* [THE PROBLEM] Please copy word for word the part of the blog excerpt on responsibility starting with "is the theme" and going on through "up this way.".

January 19, 2005 By Fausta

Responsibility makes grown-ups

is the theme of Theodore Dalrymple‘s article, The Frivolity of Evil, where he writes about his experiences counseling welfare clients:

These words were a complete confession of guilt. I have had hundreds of conversations with men who have abandoned their children in this fashion, and they all know perfectly well what the consequences are for the mother and, more important, for the children. They all know that they are condemning their children to lives of brutality, poverty, abuse, and hopelessness. They tell me so themselves. And yet they do it over and over again, to such an extent that I should guess that nearly a quarter of British children are now brought up this way.

The result is a rising tide of neglect, cruelty, sadism, and joyous malignity that staggers and appalls me. I am more horrified after 14 years than the day I started.

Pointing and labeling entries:
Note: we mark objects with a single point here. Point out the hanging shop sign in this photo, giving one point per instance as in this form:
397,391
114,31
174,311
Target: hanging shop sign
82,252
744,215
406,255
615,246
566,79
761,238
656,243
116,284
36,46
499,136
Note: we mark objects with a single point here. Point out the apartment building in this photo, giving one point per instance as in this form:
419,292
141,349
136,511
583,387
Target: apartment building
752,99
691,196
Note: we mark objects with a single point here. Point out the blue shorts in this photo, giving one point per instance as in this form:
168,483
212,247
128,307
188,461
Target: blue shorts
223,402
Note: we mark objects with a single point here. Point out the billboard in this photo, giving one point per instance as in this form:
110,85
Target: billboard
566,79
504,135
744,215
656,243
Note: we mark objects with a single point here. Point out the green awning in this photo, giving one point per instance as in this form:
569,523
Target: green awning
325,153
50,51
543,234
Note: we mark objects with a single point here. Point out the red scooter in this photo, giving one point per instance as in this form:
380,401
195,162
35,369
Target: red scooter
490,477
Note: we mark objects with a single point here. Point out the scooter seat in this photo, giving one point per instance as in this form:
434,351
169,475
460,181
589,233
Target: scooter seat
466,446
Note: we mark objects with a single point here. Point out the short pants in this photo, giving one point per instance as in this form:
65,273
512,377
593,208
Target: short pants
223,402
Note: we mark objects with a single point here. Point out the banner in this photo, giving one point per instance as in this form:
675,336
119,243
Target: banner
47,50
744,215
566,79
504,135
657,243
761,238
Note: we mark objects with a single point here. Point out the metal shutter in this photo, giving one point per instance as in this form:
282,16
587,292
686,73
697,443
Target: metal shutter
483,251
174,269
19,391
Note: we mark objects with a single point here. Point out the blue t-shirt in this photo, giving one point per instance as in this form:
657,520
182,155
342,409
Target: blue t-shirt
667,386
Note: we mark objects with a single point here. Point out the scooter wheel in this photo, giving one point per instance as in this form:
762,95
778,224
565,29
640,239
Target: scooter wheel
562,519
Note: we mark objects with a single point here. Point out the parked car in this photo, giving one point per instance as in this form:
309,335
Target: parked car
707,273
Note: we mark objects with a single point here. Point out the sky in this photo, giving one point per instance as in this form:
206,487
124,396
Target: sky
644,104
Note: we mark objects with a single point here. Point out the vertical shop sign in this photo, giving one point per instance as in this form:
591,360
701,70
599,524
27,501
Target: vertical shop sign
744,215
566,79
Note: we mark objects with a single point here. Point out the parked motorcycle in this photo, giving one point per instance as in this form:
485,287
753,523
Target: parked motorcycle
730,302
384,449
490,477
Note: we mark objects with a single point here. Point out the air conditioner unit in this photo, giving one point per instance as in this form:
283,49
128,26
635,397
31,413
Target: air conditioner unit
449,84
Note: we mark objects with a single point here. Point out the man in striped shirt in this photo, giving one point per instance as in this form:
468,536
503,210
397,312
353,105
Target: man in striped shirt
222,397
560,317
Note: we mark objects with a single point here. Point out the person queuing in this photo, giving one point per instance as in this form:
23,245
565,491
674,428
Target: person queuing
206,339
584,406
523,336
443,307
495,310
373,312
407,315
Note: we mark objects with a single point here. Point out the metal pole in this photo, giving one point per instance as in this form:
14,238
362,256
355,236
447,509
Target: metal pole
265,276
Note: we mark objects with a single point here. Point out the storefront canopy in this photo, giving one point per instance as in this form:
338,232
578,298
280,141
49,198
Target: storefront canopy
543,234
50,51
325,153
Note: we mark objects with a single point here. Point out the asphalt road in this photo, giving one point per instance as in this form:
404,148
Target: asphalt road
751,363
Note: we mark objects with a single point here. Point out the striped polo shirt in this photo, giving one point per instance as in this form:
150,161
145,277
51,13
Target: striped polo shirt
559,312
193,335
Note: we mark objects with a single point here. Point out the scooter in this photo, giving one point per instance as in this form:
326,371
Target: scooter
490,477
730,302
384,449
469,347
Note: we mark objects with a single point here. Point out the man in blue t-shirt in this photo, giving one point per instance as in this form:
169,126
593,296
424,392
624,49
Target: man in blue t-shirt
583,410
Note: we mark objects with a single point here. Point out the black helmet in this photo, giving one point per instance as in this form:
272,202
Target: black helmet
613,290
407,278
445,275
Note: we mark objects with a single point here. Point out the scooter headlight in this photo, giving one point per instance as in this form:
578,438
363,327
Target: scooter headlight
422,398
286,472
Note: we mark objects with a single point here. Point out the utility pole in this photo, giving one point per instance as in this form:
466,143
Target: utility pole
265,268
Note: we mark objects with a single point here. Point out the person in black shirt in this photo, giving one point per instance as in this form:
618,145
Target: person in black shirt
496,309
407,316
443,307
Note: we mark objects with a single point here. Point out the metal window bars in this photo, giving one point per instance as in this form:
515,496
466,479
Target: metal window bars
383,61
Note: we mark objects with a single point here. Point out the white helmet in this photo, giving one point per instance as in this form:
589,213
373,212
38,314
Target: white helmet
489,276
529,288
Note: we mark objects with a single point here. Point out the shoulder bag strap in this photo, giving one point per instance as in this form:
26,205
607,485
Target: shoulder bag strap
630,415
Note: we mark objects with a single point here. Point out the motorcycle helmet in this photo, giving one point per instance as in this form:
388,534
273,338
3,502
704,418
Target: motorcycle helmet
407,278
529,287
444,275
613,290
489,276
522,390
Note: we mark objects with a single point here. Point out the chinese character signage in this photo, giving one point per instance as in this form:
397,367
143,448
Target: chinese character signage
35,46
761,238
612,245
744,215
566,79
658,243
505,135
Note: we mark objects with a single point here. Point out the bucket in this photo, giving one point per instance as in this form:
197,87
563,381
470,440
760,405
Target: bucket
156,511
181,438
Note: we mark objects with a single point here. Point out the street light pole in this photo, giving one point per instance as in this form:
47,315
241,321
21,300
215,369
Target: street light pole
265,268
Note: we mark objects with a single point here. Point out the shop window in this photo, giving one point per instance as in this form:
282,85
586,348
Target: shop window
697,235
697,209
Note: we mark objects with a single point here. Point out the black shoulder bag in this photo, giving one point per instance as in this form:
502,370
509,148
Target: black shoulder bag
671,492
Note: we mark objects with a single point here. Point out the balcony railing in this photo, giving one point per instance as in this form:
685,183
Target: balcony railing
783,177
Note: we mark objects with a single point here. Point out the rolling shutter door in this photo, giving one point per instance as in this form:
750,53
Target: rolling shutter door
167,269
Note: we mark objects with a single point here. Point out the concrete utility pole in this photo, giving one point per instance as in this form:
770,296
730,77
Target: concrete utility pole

* [THE OUTPUT]
is the theme of Theodore Dalrymple‘s article, The Frivolity of Evil, where he writes about his experiences counseling welfare clients:

These words were a complete confession of guilt. I have had hundreds of conversations with men who have abandoned their children in this fashion, and they all know perfectly well what the consequences are for the mother and, more important, for the children. They all know that they are condemning their children to lives of brutality, poverty, abuse, and hopelessness. They tell me so themselves. And yet they do it over and over again, to such an extent that I should guess that nearly a quarter of British children are now brought up this way.